[Document segment]
<<<<

Sunday Globe Questions the “Lowell Miracle”

by at 8:28 pm.

In case you have missed it or have not heard about it, Alan Wirzbicki has a lengthy article in the Ideas section of today’s Sunday Globe, entitled, “What Renaissance?” No, it is not about what occurred in Europe in the 14-17th centuries but what occurred in Lowell between the 1970s – 1990s. It was not pleasant reading that article while I was having breakfast this morning.

In his essay, ,Wirzbicki quotes U. Mass Lowell professor Robert Forrant, whose articles on Lowell’s economy have appeared numerous times in the pages of the Sun. In those articles, he raised some of the same concerns that he discusses in the Globe article. If I recall, he did present analysis as well as recommendations.

Wirzbicki writes: “The [Lowell] city has long been considered one of the nation’s great success stories, and its turnaround strategies have been copied by other distressed areas…But now Forrant and other specialists are questioning the Lowell miracle.”

I do not buy the premise that Lowell has failed to revitalize itself; we have and continue to do so. Have some of the plans not succeeded or have been ineffective? Yes, they have but the City continues to reinvent itself as it needs to.
Yes, the plan that “Lowell pioneered in the 1980s,” may not be the one that needs to be pioneered in 2007 but it was the best plan for those years.

I also disagree with the comments attributed to Forrant: “People are beginning to worry and talk about the two Lowells - the one of the interesting cultural revival and the one of these immigrant neighborhoods that are not necessarily connected to renaissance Lowell. You’ve got this juxtaposition that not everybody involved in the revival wants to talk about.”

He fails to identify the immigrant neighborhoods. But the great majority of today’s Lowell immigrants are like the previous ones; they work hard, emphasize education for their children; buy property, start small businesses and eventually assimilate. Then they move to Dracut and Chelmsford.

And who are these people who do not want to talk? All we do is talk; it is Lowell’s favorite past time. We talk on the two local radio stations, in the newspaper, street corners, coffee shops, LTC, blogs. My suggestion is that critics of the “Lowell miracle” attend the next City Council sub-committee meeting on Economic Development and present their concerns. That is one way to get us to talk.

>>>>

[Requests]
**1.** Reproduce the part of the Lowell post between "In his essay, ,Wirzbicki" and "it needs to.", inclusive.
**2.** In the Lowell post, why does the writer reject the claim that some people don't want to talk about the two Lowells? Answer in one to three sentences.

[Recorded information]
<<<<

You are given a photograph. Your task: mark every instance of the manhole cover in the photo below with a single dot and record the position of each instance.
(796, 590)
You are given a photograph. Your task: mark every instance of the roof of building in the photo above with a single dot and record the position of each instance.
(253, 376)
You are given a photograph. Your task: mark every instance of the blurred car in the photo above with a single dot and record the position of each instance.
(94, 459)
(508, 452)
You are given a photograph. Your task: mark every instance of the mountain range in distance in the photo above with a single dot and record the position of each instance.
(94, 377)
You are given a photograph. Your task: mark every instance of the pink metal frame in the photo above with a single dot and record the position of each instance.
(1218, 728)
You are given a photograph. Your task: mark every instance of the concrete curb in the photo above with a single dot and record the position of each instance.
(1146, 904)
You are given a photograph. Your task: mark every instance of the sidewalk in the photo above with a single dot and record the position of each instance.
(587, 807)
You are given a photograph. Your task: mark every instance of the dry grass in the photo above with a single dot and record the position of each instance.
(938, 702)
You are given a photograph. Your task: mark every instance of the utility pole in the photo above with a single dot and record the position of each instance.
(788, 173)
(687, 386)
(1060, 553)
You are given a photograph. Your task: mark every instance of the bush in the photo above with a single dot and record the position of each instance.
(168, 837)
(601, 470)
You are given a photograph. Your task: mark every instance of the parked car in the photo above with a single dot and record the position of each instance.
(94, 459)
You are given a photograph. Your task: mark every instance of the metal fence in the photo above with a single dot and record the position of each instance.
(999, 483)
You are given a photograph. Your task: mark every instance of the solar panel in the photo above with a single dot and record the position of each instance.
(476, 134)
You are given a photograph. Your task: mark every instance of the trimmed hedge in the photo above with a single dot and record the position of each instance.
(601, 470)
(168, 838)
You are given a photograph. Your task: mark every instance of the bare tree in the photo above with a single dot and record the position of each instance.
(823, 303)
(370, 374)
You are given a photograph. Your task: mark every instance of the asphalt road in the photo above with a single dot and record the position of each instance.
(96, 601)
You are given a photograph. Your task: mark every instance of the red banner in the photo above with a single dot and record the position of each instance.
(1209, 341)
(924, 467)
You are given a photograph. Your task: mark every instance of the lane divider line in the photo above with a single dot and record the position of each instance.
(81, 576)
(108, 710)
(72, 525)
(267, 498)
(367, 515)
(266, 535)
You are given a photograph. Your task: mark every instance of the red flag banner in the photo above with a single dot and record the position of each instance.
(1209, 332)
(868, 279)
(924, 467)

>>>>

[Answers to each task]
**1.**
In his essay, ,Wirzbicki quotes U. Mass Lowell professor Robert Forrant, whose articles on Lowell’s economy have appeared numerous times in the pages of the Sun. In those articles, he raised some of the same concerns that he discusses in the Globe article. If I recall, he did present analysis as well as recommendations.

Wirzbicki writes: “The [Lowell] city has long been considered one of the nation’s great success stories, and its turnaround strategies have been copied by other distressed areas…But now Forrant and other specialists are questioning the Lowell miracle.”

I do not buy the premise that Lowell has failed to revitalize itself; we have and continue to do so. Have some of the plans not succeeded or have been ineffective? Yes, they have but the City continues to reinvent itself as it needs to.

**2.** The writer says that all Lowell does is talk, calling it the city's favorite pastime. People talk on the two local radio stations, in the newspaper, on street corners, in coffee shops, at LTC and on blogs.